▶ **Try it**
Your task is to tally the lines of the listing containing the word "below" and report the figure alone.

▶ **Given records**
=====

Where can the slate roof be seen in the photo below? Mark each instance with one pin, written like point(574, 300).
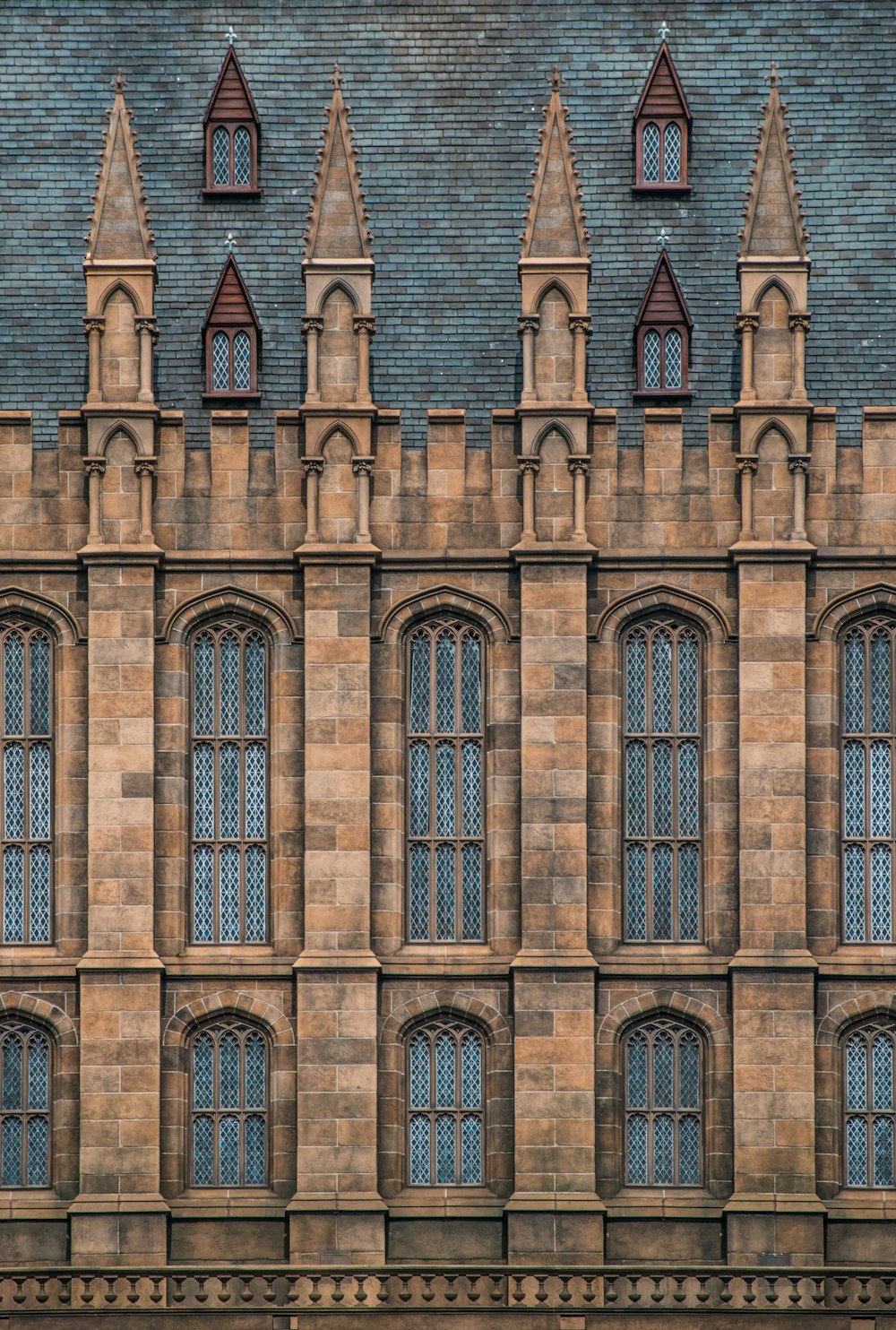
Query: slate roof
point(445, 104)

=====

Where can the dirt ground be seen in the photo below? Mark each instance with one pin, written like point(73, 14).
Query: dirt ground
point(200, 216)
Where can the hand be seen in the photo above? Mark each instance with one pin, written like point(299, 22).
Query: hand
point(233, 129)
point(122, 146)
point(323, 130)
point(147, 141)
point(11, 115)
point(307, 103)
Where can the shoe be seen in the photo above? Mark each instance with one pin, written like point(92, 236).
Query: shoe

=====

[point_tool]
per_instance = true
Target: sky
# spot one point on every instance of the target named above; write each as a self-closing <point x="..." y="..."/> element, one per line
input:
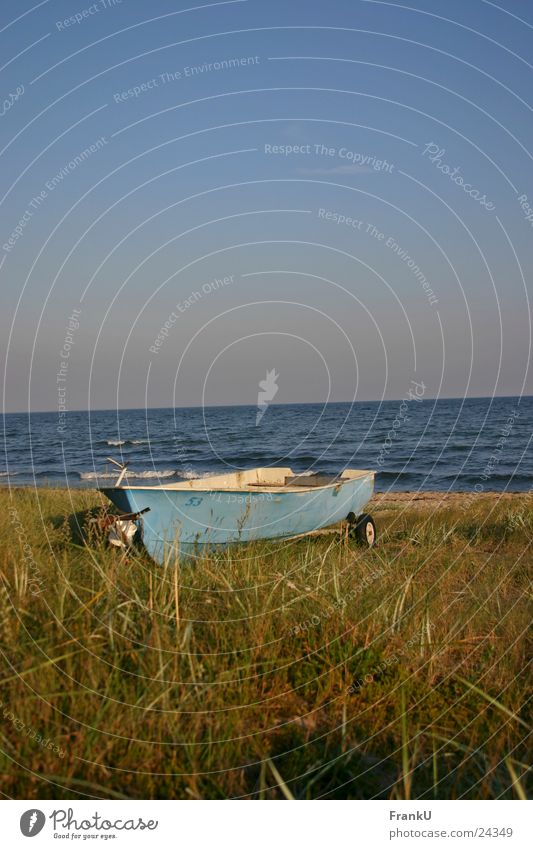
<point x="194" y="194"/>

=====

▶ **Final answer**
2